# Your task:
The required answer is an exact copy of the records below, without pictures.

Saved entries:
┌────────

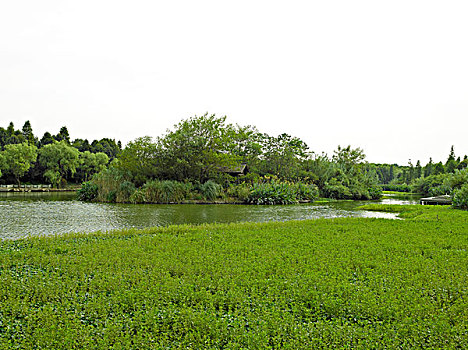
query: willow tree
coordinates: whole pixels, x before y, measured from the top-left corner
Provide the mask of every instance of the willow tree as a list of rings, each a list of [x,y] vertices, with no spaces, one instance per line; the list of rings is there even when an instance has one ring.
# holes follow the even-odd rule
[[[73,176],[80,165],[80,152],[66,141],[54,142],[39,151],[39,163],[45,168],[44,177],[60,187],[67,176]]]
[[[20,185],[20,179],[37,159],[37,147],[29,145],[27,142],[10,144],[5,146],[2,153],[4,170],[12,174],[18,185]]]

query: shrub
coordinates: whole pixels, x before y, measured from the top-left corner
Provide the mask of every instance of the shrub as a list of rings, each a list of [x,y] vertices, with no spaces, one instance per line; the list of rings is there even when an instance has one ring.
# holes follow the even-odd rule
[[[333,199],[351,199],[353,194],[348,187],[344,186],[342,183],[332,179],[330,182],[326,182],[325,186],[322,189],[323,196]]]
[[[200,193],[207,200],[214,200],[222,192],[222,187],[212,180],[200,185]]]
[[[408,184],[384,184],[382,185],[382,190],[395,192],[411,192],[411,186]]]
[[[293,186],[286,183],[255,184],[249,195],[252,204],[293,204],[297,203]]]
[[[369,195],[369,199],[379,199],[380,197],[382,197],[382,188],[380,188],[379,186],[369,188]]]
[[[242,202],[247,202],[251,191],[251,186],[242,183],[240,185],[230,185],[227,189],[227,195],[229,197],[237,198]]]
[[[99,202],[115,202],[123,181],[122,173],[115,168],[109,168],[95,174],[91,183],[98,188],[96,199]]]
[[[445,187],[442,187],[442,185],[446,177],[447,175],[440,174],[419,178],[412,185],[413,192],[421,193],[425,196],[436,196],[440,194],[445,194],[447,189]]]
[[[313,184],[308,185],[299,182],[294,185],[294,190],[296,192],[296,199],[298,200],[313,201],[318,197],[318,187]]]
[[[135,185],[130,181],[124,181],[119,186],[119,191],[116,195],[116,202],[125,203],[128,202],[133,192],[135,192]]]
[[[84,182],[81,189],[78,191],[78,200],[80,201],[92,201],[98,195],[97,185],[91,182]]]
[[[453,206],[455,208],[468,209],[468,184],[454,191]]]
[[[129,198],[130,203],[146,203],[145,192],[141,189],[137,189]]]
[[[152,180],[142,187],[149,203],[177,203],[185,199],[187,186],[177,181]]]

└────────

# Answer section:
query: willow tree
coordinates: whole pixels, x before y, measured from the top-left corner
Provide the mask of every instance of the willow tree as a list of rings, each a list of [x,y] vertices, with no spaces, one instance per line; the list of rings is there even when an instance has one ring.
# holes follow the even-odd rule
[[[73,176],[80,165],[80,152],[66,141],[54,142],[39,151],[39,163],[45,168],[44,177],[60,187],[67,176]]]
[[[20,185],[20,179],[37,159],[37,147],[29,145],[27,142],[10,144],[5,146],[2,153],[4,170],[12,174],[18,185]]]

query: shrub
coordinates: whole pixels, x before y, measured from the top-left corner
Provide the mask of every instance of the shrub as a list of rings, each a list of [x,y] vertices, with no spaces, one instance per line; the list of rings is there even when an instance has one ring.
# holes follow the even-odd rule
[[[333,199],[351,199],[353,194],[348,187],[344,186],[342,183],[332,179],[330,182],[326,182],[325,186],[322,189],[323,196]]]
[[[200,193],[207,200],[214,200],[222,192],[222,187],[212,180],[200,185]]]
[[[408,184],[384,184],[382,185],[382,190],[395,192],[411,192],[411,186]]]
[[[293,186],[286,183],[255,184],[249,195],[252,204],[293,204],[297,203]]]
[[[369,195],[369,199],[379,199],[380,197],[382,197],[382,188],[380,188],[379,186],[369,188]]]
[[[242,202],[247,202],[251,191],[251,186],[242,183],[240,185],[230,185],[227,189],[227,195],[229,197],[237,198]]]
[[[99,202],[115,202],[123,181],[122,173],[115,168],[109,168],[95,174],[91,183],[98,188],[96,199]]]
[[[445,187],[442,187],[442,185],[446,177],[447,175],[440,174],[419,178],[412,185],[413,192],[421,193],[425,196],[436,196],[440,194],[445,194],[447,189]]]
[[[313,184],[308,185],[299,182],[294,185],[294,190],[296,192],[296,199],[298,200],[313,201],[318,197],[318,187]]]
[[[135,185],[130,181],[124,181],[119,186],[119,191],[116,195],[116,202],[125,203],[128,202],[133,192],[135,192]]]
[[[84,182],[81,189],[78,191],[78,200],[80,201],[92,201],[98,195],[97,185],[91,182]]]
[[[453,206],[455,208],[468,209],[468,184],[454,191]]]
[[[129,198],[130,203],[146,203],[145,192],[141,189],[137,189]]]
[[[152,180],[142,187],[149,203],[177,203],[185,199],[187,186],[177,181]]]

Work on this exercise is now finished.